▼
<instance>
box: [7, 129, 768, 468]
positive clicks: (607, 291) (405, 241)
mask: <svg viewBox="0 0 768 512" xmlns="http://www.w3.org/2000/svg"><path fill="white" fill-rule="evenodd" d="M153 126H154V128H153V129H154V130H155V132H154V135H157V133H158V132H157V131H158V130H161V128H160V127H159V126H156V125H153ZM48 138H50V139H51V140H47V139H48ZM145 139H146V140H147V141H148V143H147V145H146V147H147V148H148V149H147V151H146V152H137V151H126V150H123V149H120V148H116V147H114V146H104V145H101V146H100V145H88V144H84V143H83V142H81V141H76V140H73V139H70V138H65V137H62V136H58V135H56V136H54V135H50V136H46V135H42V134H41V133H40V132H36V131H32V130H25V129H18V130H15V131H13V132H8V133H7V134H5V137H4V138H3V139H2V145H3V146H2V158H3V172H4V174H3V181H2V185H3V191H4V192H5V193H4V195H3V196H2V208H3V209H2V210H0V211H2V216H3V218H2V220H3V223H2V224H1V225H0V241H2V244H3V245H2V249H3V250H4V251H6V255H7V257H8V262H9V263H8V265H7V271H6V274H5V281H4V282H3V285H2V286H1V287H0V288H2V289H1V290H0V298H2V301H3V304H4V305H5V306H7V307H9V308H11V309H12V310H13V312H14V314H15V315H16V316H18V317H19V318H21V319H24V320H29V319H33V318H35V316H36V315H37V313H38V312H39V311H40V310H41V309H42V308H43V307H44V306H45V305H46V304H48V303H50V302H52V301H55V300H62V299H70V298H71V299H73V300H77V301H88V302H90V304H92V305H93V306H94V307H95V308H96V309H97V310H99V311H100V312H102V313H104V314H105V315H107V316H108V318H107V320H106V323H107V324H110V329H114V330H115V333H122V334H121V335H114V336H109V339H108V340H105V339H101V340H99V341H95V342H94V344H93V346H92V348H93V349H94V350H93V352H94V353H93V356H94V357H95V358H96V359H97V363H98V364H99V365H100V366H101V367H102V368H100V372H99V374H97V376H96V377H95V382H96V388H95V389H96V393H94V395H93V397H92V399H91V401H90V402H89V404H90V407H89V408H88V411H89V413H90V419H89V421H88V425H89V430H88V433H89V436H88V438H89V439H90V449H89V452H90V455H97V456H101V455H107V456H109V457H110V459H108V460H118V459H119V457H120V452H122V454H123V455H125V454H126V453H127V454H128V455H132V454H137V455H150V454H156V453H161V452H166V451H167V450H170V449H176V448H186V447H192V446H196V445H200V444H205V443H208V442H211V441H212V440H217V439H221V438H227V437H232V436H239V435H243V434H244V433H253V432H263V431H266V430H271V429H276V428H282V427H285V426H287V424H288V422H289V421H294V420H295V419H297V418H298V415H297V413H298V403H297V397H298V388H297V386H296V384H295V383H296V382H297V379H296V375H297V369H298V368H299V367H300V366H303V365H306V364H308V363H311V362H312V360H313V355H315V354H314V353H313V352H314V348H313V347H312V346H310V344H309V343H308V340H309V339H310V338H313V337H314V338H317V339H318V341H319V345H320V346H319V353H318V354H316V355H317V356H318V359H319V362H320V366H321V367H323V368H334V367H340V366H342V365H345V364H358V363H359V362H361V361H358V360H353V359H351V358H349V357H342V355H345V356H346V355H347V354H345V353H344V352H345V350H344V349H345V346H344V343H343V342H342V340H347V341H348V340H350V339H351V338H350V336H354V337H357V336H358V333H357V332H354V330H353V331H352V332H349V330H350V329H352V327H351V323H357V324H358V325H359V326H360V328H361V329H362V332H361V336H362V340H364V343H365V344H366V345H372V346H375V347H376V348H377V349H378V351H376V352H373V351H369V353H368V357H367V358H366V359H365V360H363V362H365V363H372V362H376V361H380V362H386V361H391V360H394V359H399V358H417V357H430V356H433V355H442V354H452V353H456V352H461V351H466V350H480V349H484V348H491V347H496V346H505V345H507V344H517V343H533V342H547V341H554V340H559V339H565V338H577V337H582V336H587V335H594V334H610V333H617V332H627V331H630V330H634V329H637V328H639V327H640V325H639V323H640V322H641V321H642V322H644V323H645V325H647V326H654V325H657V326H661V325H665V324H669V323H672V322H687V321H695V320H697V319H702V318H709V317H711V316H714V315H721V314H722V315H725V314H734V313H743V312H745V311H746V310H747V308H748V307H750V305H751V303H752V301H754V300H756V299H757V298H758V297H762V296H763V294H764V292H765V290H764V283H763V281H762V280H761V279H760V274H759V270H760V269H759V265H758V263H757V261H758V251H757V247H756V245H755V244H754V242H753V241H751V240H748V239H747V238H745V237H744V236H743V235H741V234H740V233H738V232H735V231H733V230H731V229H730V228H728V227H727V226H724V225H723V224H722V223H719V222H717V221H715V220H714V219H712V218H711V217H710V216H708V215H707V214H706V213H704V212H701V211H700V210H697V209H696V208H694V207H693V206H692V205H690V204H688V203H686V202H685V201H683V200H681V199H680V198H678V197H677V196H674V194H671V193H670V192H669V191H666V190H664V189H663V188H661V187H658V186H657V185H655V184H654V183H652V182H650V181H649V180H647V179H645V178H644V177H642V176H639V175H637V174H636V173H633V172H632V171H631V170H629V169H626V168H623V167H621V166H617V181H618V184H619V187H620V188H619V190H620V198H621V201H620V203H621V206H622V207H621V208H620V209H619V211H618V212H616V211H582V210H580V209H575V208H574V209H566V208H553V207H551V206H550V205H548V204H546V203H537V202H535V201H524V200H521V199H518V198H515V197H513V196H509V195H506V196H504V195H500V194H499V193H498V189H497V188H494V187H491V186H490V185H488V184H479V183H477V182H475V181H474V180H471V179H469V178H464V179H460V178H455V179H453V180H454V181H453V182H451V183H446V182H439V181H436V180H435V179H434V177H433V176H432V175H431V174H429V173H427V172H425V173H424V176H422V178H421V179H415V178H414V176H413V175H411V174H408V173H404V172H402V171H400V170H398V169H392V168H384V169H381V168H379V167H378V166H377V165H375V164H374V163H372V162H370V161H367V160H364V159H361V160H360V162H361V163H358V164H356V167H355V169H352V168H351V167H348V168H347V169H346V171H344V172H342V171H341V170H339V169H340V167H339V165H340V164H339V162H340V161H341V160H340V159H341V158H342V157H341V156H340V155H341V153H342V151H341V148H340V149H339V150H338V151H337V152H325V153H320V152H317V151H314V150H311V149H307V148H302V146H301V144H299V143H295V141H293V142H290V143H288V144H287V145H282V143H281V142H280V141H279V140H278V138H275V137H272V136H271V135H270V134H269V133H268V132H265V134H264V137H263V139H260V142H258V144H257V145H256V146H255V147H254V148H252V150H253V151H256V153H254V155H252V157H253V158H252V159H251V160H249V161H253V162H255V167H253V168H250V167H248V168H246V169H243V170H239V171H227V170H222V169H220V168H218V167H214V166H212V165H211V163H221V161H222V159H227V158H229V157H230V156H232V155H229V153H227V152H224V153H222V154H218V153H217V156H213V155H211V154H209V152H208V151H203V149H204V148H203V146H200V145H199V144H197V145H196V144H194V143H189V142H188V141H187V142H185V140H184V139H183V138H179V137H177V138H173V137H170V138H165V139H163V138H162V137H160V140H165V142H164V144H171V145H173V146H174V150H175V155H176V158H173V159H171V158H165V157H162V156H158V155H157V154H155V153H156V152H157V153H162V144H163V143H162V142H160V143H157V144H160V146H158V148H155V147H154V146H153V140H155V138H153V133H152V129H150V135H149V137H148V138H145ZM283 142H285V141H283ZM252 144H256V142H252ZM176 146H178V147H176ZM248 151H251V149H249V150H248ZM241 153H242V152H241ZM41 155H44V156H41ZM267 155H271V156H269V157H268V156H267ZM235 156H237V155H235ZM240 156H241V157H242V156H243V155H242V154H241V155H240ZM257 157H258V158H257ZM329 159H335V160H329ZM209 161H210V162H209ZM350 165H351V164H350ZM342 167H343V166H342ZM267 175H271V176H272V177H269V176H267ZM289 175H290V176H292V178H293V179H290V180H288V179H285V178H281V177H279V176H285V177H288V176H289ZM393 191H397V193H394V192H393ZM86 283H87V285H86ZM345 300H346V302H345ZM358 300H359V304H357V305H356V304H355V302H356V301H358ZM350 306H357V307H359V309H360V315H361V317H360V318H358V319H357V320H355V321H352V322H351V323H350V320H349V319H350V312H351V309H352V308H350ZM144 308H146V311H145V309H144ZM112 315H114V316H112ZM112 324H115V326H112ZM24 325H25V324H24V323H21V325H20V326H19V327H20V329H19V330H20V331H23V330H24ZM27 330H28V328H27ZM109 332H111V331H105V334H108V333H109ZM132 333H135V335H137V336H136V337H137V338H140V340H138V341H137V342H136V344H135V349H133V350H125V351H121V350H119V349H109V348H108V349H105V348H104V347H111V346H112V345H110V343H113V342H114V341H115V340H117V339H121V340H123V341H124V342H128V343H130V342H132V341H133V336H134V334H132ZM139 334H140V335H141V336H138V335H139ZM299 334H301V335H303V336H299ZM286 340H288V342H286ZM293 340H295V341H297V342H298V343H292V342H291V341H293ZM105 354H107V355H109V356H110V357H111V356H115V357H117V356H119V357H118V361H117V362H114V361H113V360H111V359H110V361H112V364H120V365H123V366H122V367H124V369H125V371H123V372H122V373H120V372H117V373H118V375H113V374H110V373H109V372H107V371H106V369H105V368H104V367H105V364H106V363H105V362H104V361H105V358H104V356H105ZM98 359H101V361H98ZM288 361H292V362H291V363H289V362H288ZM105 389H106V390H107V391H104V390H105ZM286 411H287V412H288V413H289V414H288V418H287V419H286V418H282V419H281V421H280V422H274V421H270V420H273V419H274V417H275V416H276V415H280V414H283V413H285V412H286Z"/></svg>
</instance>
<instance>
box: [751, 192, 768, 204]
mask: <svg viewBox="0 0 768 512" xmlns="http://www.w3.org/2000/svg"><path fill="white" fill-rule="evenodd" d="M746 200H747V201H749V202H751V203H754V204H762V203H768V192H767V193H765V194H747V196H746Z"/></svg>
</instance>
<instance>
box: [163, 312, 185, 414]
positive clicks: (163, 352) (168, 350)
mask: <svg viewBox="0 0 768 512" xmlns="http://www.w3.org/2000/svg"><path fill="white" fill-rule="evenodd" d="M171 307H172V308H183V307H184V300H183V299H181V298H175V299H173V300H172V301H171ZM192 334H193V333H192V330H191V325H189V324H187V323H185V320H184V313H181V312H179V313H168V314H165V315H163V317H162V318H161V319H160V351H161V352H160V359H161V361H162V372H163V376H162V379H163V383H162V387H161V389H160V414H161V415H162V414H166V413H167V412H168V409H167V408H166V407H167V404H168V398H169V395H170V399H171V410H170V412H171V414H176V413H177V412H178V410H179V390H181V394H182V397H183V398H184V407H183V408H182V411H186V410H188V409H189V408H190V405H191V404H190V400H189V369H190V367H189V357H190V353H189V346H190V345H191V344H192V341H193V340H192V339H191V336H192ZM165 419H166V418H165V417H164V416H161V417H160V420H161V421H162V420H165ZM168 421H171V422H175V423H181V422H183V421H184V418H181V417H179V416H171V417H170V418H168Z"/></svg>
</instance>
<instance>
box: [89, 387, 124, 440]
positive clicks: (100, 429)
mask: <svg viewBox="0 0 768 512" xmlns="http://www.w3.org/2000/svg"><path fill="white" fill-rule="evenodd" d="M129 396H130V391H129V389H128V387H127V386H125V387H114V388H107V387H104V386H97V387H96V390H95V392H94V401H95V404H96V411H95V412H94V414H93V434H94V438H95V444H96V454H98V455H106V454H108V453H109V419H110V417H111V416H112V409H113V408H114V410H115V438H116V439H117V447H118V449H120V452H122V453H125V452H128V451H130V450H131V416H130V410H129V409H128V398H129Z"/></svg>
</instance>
▲
Job:
Quote everything from the start of the rows above down to the line containing "positive clicks: (607, 291) (405, 241)", including that line.

Solution:
<instance>
box: [7, 129, 768, 468]
positive clicks: (607, 291) (405, 241)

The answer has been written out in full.